Aufgabendetails: Gib aus dem Textabschnitt über Religion und Despotie die Stelle von „Dazu kommt noch, daß“ bis einschließlich „gemacht worden sind.“ wortgetreu wieder.

Textabschnitt:
★ ★ ★ ★

Dazu kommt noch, daß über kurz oder lang unfehlbar die Despotie Meister zu werden und die Religion als ihre Stütze zu mißbrauchen pflegt.

Besondere Schattierungen stellen die Tempel- und Orakelstaaten Vorderasiens – eingerechnet das Ammonium – dar. Hier ist, freilich für einen nur kleinen Kreis, die Religion das Gründende, Alleinherrschende. Eine Bürgerschaft besitzen sie selten, meist aber Tempelsklaven, teils durch Schenkung, teils aus Stämmen, welche dem Gott irgendwie durch heilige Kriege oder auf andere Art dienstbar gemacht worden sind.

★ ★ ★ ★

Aus einer Sammlung entnommene Daten
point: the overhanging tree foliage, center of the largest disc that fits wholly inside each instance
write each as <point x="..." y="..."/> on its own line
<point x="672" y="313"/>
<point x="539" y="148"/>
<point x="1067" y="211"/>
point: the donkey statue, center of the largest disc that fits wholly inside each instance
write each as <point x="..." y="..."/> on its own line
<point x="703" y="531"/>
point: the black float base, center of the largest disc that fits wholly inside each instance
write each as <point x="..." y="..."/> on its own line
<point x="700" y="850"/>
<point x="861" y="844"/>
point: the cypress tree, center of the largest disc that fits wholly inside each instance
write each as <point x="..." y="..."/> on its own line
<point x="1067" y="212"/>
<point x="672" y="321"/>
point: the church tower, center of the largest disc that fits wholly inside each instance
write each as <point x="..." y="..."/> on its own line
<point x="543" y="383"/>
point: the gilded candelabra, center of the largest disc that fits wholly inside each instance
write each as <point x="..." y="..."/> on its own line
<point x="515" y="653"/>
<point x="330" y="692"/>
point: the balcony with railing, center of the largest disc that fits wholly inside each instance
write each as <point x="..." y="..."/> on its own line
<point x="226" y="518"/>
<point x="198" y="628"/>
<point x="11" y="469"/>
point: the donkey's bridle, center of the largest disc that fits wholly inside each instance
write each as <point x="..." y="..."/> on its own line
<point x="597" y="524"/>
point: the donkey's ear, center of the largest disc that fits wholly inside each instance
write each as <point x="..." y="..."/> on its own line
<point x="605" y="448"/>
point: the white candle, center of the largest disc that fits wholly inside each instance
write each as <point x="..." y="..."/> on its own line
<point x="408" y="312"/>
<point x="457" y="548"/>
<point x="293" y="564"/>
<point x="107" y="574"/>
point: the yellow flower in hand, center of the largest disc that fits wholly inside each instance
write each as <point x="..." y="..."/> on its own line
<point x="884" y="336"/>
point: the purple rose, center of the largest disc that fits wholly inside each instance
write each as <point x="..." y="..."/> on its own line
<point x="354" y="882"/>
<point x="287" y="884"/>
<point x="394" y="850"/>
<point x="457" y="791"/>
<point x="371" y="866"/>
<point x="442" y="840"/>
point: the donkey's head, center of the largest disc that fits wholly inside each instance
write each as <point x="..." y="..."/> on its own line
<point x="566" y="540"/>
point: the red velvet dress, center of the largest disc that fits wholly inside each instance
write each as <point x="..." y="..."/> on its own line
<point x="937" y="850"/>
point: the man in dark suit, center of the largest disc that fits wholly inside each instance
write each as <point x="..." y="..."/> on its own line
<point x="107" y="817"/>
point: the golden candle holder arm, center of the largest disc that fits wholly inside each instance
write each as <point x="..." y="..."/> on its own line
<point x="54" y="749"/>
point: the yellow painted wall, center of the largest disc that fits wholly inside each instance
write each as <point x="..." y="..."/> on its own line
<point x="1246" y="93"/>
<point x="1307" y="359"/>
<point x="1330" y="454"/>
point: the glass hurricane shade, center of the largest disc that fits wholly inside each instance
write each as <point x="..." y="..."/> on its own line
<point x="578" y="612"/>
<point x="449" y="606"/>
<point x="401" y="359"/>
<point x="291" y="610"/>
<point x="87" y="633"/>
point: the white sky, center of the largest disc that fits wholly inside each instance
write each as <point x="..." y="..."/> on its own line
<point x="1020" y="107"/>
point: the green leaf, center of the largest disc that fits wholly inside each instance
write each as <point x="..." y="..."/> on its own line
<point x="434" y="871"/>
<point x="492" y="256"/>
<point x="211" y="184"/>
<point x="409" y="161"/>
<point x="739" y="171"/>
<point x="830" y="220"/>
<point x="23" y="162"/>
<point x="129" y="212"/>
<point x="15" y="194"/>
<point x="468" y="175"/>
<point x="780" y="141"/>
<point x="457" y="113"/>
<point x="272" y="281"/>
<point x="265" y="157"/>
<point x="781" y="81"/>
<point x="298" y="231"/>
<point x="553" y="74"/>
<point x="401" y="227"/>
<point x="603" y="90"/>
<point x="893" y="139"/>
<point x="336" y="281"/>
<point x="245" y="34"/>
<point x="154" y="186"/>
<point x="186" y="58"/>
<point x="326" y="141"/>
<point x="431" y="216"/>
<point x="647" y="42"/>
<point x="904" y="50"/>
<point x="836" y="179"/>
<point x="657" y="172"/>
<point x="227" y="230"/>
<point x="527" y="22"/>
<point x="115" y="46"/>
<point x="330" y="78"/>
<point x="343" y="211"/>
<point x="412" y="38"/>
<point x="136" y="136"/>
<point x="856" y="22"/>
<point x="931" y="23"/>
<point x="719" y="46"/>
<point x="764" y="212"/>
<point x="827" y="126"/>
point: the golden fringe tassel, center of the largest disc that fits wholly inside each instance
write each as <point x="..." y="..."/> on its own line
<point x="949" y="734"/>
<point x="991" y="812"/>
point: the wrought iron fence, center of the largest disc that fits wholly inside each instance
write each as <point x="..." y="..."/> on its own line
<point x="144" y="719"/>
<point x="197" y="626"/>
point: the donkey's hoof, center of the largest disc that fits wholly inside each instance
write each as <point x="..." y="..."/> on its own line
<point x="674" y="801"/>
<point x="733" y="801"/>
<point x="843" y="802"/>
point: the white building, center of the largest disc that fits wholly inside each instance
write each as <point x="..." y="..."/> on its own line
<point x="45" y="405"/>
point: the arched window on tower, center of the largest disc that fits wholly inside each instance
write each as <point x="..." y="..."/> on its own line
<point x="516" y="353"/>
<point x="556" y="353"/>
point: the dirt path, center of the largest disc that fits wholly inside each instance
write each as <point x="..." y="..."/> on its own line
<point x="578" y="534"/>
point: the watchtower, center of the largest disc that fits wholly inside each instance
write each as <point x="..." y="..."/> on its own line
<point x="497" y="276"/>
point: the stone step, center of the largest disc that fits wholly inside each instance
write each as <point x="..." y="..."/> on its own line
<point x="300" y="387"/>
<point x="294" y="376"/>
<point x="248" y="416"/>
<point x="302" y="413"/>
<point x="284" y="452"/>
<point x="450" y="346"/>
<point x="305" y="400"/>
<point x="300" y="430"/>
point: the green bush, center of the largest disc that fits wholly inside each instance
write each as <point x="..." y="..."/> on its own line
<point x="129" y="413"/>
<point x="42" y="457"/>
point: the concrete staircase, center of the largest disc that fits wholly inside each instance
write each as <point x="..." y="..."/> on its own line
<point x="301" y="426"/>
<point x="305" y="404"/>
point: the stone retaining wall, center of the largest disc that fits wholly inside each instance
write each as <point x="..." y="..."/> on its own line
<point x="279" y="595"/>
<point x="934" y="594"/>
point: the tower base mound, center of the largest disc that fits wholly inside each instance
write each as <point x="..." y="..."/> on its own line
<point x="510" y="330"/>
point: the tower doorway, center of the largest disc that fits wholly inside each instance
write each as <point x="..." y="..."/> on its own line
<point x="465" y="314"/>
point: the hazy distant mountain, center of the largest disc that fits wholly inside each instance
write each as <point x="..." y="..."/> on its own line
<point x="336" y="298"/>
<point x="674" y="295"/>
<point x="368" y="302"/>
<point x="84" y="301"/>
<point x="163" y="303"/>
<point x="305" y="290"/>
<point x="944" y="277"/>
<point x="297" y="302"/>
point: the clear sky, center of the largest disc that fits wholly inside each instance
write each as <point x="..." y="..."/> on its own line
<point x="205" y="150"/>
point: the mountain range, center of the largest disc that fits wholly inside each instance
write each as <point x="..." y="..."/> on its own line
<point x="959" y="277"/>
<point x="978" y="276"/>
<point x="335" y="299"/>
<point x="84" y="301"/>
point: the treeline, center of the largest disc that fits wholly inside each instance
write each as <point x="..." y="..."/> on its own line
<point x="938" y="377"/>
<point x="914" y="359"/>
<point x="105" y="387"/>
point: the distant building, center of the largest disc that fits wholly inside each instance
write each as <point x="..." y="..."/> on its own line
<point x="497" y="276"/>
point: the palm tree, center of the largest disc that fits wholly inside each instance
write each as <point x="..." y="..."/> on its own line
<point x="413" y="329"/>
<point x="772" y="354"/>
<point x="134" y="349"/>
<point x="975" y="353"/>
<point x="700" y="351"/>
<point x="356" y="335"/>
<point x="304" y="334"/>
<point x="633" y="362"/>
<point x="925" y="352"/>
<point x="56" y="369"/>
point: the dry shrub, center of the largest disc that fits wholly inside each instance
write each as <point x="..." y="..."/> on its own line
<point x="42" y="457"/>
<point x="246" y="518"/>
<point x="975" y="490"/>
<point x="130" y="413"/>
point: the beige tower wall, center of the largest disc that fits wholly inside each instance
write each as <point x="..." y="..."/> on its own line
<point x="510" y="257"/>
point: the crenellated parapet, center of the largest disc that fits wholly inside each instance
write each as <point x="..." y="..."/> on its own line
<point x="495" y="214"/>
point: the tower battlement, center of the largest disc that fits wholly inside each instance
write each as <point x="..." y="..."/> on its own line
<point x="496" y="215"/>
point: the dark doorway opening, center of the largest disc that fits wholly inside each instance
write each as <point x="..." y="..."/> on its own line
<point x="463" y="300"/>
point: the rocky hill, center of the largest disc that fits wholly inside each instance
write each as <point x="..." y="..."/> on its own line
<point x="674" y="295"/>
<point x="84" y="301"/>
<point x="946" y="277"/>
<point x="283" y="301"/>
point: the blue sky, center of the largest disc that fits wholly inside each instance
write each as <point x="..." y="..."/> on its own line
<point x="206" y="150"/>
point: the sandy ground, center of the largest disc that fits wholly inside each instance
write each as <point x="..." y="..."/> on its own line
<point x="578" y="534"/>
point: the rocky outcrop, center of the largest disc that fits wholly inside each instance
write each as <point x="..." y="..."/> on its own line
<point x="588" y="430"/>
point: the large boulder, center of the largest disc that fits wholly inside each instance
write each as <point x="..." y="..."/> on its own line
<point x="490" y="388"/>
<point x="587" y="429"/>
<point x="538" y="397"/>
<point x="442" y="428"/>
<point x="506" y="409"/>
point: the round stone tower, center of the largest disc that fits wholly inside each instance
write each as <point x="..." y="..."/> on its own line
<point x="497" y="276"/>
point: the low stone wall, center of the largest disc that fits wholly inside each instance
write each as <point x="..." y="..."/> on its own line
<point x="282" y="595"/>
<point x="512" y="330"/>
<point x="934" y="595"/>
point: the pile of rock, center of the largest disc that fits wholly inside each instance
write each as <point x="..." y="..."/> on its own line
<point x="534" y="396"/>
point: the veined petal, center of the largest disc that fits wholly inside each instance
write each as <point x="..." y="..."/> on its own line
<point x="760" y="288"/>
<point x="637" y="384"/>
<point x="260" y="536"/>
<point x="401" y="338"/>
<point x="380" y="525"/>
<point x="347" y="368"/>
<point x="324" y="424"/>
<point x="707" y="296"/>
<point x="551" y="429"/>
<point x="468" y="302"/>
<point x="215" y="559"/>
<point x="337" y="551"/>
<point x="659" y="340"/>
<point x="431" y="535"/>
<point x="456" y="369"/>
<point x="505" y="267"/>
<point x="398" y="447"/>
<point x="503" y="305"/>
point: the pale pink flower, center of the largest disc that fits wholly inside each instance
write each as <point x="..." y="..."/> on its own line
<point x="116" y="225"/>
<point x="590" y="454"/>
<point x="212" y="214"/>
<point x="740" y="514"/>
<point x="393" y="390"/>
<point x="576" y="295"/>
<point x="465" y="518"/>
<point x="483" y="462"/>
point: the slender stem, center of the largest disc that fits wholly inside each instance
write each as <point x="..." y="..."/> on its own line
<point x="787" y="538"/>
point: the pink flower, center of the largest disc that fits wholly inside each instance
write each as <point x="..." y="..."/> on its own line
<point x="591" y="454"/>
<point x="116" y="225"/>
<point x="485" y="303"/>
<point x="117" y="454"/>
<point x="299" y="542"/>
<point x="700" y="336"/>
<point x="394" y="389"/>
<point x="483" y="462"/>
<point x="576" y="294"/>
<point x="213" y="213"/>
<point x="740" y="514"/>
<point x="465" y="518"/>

★ ★ ★ ★

Antwort zur Aufgabe:
Dazu kommt noch, daß über kurz oder lang unfehlbar die Despotie Meister zu werden und die Religion als ihre Stütze zu mißbrauchen pflegt.

Besondere Schattierungen stellen die Tempel- und Orakelstaaten Vorderasiens – eingerechnet das Ammonium – dar. Hier ist, freilich für einen nur kleinen Kreis, die Religion das Gründende, Alleinherrschende. Eine Bürgerschaft besitzen sie selten, meist aber Tempelsklaven, teils durch Schenkung, teils aus Stämmen, welche dem Gott irgendwie durch heilige Kriege oder auf andere Art dienstbar gemacht worden sind.